• _Your goal_: Write out, exactly and in full, the records given below, but not their pictures.

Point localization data
_ _ _ _ _

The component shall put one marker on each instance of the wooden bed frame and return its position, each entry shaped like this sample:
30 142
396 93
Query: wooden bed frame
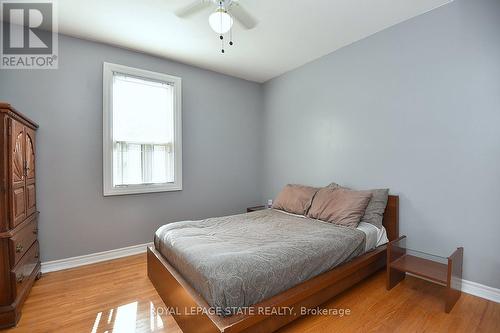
183 302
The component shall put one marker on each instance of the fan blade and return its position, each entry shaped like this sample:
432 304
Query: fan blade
241 15
193 8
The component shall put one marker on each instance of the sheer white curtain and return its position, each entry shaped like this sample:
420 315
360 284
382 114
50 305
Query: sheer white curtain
142 131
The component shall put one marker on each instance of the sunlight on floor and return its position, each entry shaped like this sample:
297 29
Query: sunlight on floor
124 319
155 324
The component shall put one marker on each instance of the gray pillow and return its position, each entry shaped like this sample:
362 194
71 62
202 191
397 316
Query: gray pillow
374 213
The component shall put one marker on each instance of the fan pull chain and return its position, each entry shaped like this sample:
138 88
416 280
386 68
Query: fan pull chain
221 37
231 36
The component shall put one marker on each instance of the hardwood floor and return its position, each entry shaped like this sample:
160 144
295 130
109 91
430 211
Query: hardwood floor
116 296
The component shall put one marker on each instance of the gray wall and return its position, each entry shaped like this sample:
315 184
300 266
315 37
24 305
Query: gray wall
221 124
416 108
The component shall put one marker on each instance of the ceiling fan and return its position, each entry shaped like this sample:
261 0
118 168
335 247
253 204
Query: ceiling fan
222 19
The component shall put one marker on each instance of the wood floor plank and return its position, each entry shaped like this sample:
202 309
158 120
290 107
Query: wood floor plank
117 296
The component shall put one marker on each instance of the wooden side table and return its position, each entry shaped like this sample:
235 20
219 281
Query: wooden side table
256 208
444 270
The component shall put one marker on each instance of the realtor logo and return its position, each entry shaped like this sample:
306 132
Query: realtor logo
29 35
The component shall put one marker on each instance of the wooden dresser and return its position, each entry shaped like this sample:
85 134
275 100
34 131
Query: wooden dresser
19 251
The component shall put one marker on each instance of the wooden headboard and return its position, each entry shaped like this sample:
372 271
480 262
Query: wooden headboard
391 217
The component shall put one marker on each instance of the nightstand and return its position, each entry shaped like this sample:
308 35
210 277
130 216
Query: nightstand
256 208
443 270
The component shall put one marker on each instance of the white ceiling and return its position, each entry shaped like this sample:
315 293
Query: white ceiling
289 34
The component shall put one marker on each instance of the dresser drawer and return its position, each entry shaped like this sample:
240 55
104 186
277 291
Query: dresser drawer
22 241
24 268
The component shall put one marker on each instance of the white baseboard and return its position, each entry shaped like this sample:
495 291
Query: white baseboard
57 265
473 288
480 290
469 287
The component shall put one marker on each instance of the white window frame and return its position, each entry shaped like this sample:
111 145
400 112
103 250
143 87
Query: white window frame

_ _ _ _ _

• _Answer to this problem_:
The component shall put one marker on each instance of the wooden bed frame and return its position, each entry shaped like this sample:
30 142
396 93
Query: wooden bed frame
183 302
The component shall put one marker on each instance of the fan blade and return its position, each entry shaped like this sample:
432 304
Query: fan blade
241 15
193 8
The component shall put one marker on each instance of the sheer white curtain and return its position, each entry shaped like this sample:
420 315
360 284
382 114
50 305
Query: sheer white curtain
142 131
The component shall put one marker on each instance of the sunlight on floor and return its position, each entry shaped like this sample:
297 29
Query: sunlight on floor
124 319
155 324
The component shall put one marker on each instance of the gray pillow and return its position, each entry shaped like this sample:
362 194
71 62
202 191
397 316
Query: gray pillow
374 213
The component shall put one marker on each instance of the fan pull chain and return its position, each entry shaped like this sample:
138 88
416 280
386 68
Query: fan pull chain
221 37
231 36
The component shall put one marker on each instance of the hardwood floor and return its position, each entry shaped like this sample:
160 144
295 130
109 91
430 211
Query: hardwood floor
116 296
The component shall put one marker on each instance of the gray wall and return its position, each entry shaped like this sample:
315 184
300 266
315 37
24 305
Query: gray wall
221 124
416 108
The component shall put one marker on each instance of the ceiling fan and return its position, each entry shaped like this sample:
261 0
118 168
335 247
253 204
Query: ceiling fan
222 19
The component shall put one marker on each instance of the wood floor plank and return its position, each entry shaped like this sample:
202 309
158 120
290 107
Query: wood floor plank
117 296
The component shall put one marker on each instance of the wooden side table and return its position, each entry shaped like this sample:
235 20
219 281
Query: wooden side table
256 208
444 270
The component shall put one marker on each instance of the realtor logo and return its position, each entry shaped like this sample:
306 132
Query: realtor logo
29 35
The component shall put one marker on each instance of the wooden dresser and return its position, each entry shaped like this sample:
85 134
275 100
34 131
Query: wooden dresser
19 251
The component shall put one marker on each instance of the wooden headboard and return its position, each entry shaped like this sample:
372 271
480 262
Query: wooden headboard
391 217
The component shall put one marker on each instance of the nightstand and return its position, each entry shaped like this sample:
308 35
210 277
130 216
Query: nightstand
256 208
443 270
The component shall put one marker on each instance of the white ceiling and return its position, each entry shaped like this sample:
315 293
Query: white ceiling
289 34
The component shall put one marker on each instance of the dresser drawer and return its position, each entry shaped like this sample:
240 55
104 186
277 291
Query: dresser drawer
22 241
24 268
The component shall put one marker on each instance of the white baseboard and return its position, each entry shaped like this sample:
495 291
Query: white baseboard
57 265
473 288
480 290
469 287
The component shall put one marker on each instance of the white window frame and return its position, each entry shaped like this sample:
111 145
400 112
103 250
143 87
Query: white window frame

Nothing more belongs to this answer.